Coupled with consistent criteria is the immediacy of feedback. By using that same rubric over and over again, students learn to use the rubric itself as a feedback tool freeing up the teacher’s time for writing conferences and focused feedback for the students struggling the most. Amanda talks about this at length in the Brave New Teaching Podcast episode: To Tackle Two Big Grading Myths. Amanda knows that struggling writers are sometimes stuck before they even get started. If students are unclear as to what the teacher is expecting or how their work will be evaluated, sometimes, students can never really get going. Make writing expectations clear: this is a brain dump – no one’s going to see it! or this is a final draft, so let’s double check our writing rubric is an incredibly helpful place to start!
6. Writing Maker Spaces
For many writers, starting with loose parts can really help with the writing process. Betsy, from Spark Creativity, always turns to Angela Stockman, inventor of the writing makerspace, for ideas on how to help kids vault past writer’s block by “making” writing.

_Exercise tasks_.
1. Name every person mentioned in the writing-instruction excerpt.
2. Identify each line in the rows that contains the word "windshield", and copy those lines.

(Location identification entries)
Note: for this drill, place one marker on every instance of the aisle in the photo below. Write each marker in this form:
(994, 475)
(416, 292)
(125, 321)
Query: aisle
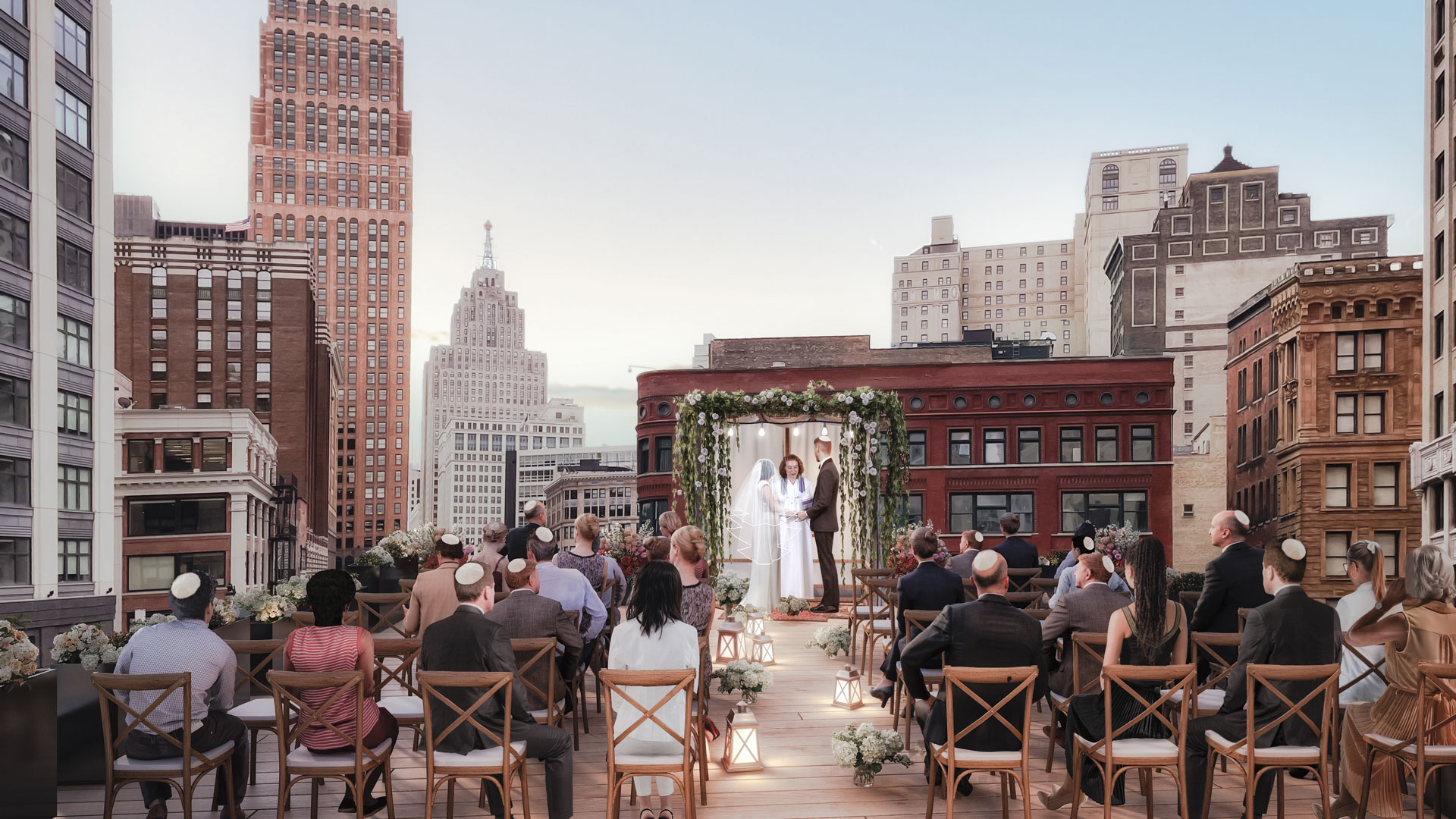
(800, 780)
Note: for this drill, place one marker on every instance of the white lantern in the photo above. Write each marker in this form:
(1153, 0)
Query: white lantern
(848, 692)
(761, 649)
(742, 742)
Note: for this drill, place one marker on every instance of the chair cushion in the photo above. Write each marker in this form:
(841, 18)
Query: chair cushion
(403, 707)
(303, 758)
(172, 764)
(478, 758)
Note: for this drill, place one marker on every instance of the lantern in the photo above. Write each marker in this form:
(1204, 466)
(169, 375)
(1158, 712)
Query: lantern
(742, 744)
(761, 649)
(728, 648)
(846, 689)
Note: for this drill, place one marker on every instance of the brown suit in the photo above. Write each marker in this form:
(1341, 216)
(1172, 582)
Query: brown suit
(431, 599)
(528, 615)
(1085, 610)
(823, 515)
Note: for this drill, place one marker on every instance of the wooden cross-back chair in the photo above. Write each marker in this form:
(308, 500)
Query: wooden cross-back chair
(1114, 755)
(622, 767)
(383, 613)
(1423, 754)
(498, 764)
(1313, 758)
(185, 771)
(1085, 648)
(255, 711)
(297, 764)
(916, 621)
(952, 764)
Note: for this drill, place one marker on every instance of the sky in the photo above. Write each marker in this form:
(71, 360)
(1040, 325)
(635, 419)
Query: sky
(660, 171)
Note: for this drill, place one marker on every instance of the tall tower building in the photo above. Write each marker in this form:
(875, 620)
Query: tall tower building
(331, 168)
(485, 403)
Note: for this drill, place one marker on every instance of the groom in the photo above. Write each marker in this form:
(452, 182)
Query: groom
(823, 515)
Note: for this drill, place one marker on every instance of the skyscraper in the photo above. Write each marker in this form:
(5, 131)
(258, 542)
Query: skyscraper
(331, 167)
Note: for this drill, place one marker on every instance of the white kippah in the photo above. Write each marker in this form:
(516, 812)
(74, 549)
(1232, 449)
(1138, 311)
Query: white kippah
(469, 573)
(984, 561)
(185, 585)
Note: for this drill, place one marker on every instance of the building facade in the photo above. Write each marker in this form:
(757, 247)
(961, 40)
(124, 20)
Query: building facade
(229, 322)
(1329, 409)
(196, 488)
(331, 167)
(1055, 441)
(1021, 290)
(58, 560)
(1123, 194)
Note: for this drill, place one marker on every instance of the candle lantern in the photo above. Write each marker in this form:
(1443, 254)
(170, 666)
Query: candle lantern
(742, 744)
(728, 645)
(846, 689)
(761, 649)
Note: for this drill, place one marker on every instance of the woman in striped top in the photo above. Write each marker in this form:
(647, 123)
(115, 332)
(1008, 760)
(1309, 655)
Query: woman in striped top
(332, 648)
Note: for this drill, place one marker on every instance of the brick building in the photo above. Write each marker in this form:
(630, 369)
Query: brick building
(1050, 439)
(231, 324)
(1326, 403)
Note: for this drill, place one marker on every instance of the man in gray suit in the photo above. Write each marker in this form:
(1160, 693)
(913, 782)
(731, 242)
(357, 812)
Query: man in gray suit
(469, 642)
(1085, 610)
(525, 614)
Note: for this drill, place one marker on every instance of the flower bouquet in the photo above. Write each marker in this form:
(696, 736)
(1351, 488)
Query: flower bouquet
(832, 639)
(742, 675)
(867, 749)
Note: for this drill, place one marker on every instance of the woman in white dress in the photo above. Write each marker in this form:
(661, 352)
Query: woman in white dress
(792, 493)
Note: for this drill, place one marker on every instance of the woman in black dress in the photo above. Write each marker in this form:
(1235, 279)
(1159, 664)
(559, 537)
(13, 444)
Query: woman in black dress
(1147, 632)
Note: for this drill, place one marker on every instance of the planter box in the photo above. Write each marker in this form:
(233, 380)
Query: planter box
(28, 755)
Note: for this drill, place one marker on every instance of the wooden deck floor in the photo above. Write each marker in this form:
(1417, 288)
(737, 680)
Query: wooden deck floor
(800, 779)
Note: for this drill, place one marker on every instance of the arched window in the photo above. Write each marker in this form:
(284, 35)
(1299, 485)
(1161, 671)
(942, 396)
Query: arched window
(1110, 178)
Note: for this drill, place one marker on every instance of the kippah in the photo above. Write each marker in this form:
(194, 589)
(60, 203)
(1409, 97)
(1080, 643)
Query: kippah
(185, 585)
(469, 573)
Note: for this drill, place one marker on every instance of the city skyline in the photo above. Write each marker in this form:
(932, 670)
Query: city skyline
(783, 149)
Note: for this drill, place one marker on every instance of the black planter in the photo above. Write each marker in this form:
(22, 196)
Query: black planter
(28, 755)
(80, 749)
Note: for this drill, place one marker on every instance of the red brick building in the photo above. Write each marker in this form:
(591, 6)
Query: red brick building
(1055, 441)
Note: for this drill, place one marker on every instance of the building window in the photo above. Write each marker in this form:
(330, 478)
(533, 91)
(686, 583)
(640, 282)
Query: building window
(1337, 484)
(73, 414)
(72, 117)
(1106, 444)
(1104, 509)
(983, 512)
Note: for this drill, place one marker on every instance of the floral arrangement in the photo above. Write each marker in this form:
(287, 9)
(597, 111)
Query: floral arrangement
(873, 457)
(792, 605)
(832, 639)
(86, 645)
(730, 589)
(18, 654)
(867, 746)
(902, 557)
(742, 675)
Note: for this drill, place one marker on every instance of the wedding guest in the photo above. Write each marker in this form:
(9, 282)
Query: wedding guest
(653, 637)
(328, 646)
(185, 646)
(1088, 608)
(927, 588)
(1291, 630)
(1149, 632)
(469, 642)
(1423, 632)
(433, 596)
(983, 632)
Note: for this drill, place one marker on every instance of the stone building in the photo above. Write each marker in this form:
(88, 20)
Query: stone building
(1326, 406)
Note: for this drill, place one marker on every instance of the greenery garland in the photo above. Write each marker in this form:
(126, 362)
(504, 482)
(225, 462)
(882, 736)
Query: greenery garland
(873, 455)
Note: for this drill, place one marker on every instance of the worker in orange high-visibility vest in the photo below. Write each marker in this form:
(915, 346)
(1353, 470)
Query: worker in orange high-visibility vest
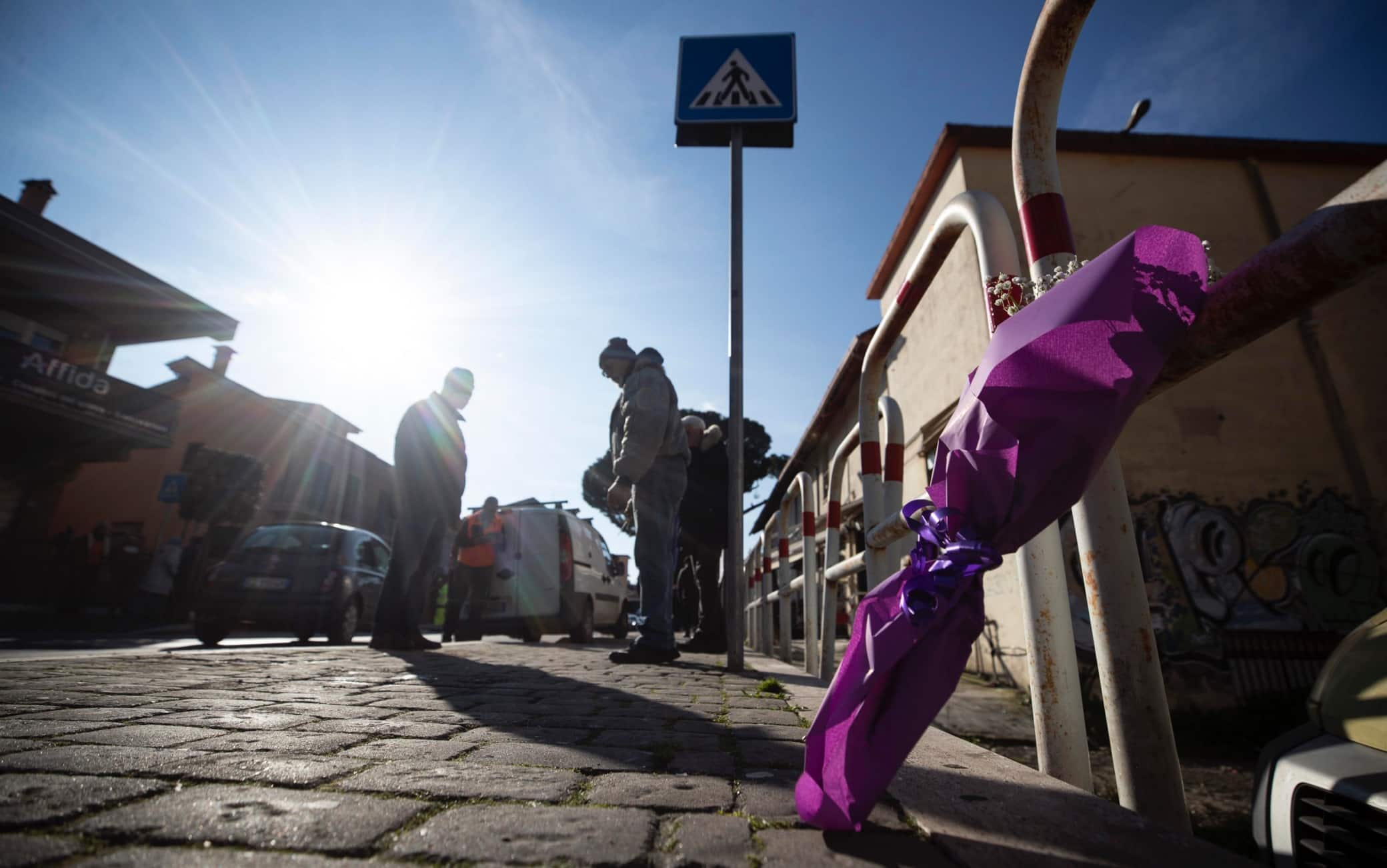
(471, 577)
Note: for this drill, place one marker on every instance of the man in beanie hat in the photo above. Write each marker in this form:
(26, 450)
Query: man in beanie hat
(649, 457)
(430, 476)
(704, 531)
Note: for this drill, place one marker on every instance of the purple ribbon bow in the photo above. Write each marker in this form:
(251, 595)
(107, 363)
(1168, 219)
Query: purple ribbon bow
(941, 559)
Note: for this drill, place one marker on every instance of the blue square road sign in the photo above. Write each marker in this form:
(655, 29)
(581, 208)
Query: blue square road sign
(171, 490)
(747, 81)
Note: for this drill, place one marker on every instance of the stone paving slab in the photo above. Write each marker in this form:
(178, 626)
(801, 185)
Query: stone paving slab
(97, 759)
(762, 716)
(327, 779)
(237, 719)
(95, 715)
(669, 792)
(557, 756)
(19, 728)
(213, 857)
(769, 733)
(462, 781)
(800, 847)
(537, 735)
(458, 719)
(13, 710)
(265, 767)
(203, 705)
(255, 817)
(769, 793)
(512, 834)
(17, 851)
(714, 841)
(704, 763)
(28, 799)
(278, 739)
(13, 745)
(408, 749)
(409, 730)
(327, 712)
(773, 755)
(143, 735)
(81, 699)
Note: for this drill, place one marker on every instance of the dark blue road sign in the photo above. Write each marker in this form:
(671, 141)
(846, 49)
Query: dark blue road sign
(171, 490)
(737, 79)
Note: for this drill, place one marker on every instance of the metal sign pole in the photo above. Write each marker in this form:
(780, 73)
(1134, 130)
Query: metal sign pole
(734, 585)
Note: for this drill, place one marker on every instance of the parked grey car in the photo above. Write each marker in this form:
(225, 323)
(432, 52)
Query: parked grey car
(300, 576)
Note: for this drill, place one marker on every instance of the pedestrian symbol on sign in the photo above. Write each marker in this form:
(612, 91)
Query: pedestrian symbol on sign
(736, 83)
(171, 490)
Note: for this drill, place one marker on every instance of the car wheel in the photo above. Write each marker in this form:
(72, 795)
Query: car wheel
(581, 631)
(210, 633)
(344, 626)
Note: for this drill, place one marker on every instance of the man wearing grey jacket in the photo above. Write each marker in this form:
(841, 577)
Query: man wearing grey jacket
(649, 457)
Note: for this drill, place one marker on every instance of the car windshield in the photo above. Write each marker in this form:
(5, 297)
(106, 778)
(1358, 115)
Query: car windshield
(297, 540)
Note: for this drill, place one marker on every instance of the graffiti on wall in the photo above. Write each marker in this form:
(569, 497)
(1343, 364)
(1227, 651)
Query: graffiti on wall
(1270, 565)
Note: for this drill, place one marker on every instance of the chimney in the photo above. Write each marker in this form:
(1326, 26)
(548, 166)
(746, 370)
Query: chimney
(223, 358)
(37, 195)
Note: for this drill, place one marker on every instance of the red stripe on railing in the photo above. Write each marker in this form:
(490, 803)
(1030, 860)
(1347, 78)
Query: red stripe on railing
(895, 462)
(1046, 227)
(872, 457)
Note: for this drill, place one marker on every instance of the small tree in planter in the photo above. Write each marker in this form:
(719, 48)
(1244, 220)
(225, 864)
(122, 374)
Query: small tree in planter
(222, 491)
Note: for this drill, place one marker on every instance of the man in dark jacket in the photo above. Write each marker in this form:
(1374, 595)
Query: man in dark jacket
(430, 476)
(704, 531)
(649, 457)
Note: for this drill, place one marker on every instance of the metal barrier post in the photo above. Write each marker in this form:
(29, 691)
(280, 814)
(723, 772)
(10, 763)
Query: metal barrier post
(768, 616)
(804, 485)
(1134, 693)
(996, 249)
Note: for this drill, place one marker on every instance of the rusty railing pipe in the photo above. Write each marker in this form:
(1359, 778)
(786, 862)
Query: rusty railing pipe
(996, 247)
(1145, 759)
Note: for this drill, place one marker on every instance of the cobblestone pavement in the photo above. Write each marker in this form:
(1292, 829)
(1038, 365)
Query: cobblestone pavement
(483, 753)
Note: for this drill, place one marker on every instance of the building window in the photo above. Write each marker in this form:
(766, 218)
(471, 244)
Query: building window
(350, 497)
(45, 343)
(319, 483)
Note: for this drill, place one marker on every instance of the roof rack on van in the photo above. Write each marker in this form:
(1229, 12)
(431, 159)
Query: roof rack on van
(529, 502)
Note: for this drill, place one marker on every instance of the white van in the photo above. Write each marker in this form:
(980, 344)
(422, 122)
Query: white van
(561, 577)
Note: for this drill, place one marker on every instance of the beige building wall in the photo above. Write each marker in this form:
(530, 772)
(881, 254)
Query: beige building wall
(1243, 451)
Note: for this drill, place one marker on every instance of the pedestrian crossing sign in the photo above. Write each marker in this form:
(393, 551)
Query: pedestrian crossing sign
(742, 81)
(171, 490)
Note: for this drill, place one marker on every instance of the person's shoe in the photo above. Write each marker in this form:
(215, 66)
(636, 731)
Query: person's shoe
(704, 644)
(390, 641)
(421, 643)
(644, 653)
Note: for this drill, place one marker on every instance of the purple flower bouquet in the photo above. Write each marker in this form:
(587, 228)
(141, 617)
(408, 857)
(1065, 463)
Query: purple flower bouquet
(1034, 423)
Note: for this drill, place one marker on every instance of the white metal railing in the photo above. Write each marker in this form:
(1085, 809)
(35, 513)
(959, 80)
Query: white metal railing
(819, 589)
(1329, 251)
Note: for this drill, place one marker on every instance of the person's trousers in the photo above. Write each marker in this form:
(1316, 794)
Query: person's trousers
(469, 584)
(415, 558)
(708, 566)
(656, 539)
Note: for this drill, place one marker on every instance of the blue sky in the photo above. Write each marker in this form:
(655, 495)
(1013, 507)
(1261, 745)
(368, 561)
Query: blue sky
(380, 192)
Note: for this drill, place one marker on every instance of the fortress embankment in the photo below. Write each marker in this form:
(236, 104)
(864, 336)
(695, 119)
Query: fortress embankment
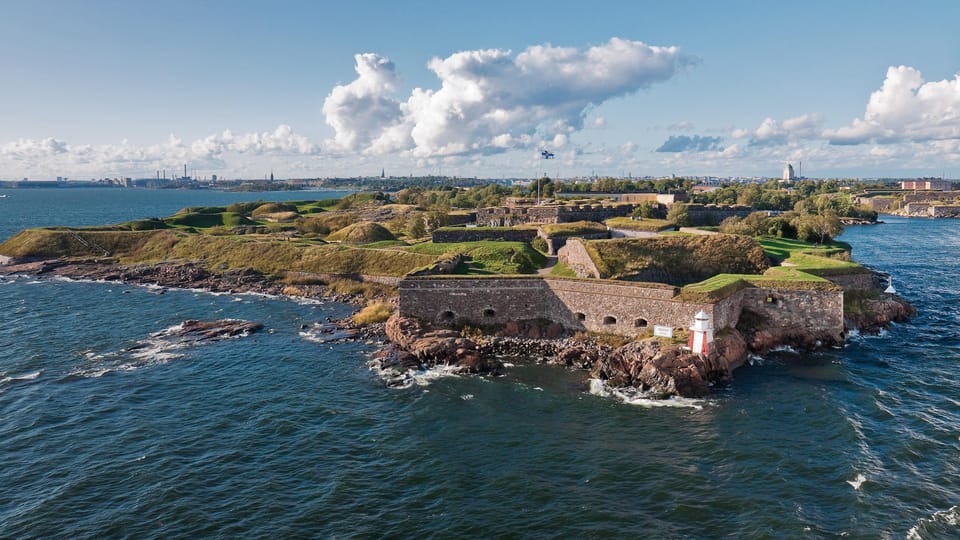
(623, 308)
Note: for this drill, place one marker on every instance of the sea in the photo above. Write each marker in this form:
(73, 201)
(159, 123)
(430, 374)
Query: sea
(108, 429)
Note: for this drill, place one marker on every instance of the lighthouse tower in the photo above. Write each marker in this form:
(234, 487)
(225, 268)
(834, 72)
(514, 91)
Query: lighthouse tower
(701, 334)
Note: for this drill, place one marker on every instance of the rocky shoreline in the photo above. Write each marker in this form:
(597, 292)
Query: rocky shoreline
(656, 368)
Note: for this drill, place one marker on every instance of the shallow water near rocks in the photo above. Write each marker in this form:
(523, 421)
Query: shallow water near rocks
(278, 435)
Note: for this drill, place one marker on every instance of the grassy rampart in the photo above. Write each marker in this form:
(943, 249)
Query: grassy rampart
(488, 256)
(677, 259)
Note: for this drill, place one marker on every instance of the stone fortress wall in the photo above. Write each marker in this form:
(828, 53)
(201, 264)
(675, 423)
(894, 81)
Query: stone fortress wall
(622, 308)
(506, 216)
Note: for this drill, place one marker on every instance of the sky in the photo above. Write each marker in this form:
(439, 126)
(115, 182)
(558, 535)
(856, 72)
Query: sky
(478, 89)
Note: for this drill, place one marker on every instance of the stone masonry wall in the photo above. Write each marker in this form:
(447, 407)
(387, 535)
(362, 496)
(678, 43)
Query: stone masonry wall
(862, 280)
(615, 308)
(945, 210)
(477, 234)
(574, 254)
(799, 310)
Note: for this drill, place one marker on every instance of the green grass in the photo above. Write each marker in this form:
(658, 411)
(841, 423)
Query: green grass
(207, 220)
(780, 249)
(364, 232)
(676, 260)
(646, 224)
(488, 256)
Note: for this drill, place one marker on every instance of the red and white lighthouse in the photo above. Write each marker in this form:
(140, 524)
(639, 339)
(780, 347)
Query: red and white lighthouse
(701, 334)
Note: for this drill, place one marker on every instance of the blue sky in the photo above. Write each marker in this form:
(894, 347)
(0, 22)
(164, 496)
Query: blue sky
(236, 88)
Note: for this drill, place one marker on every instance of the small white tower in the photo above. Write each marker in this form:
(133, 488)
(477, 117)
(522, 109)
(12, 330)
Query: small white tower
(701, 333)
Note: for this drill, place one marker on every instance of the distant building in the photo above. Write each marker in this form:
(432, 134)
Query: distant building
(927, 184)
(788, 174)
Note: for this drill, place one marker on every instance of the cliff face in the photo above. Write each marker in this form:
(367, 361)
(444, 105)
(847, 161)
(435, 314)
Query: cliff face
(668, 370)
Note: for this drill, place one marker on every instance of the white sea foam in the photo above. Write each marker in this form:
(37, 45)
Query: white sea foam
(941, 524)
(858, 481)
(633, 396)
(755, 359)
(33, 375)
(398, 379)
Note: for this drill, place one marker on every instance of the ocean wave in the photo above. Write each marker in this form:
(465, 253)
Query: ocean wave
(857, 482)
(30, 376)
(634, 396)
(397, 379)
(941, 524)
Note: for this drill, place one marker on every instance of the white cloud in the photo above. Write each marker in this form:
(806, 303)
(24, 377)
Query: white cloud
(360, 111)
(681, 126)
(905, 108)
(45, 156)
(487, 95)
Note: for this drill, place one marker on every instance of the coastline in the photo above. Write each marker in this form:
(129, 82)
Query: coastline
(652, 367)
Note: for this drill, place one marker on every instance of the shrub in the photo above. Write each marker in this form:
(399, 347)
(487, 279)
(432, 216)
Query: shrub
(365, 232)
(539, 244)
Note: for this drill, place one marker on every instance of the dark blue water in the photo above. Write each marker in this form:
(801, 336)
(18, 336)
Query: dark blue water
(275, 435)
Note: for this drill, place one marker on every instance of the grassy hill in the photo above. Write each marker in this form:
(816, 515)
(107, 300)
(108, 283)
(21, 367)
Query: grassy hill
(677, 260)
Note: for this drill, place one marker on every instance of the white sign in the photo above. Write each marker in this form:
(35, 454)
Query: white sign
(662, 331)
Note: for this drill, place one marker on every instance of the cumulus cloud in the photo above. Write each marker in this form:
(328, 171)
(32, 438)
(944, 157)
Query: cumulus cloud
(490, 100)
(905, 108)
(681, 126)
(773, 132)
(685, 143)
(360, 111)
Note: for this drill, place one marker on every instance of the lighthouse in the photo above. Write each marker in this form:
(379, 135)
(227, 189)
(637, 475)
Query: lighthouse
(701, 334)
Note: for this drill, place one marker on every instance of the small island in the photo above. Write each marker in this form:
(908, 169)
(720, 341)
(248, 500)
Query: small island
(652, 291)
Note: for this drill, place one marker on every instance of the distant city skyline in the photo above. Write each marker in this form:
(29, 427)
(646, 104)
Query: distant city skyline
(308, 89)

_Answers for the tasks_.
1. Amanda, Betsy, Angela Stockman

2.
Note: for this drill, place one marker on every instance of the car windshield in the photo above. Write each marker in this form:
Query: car windshield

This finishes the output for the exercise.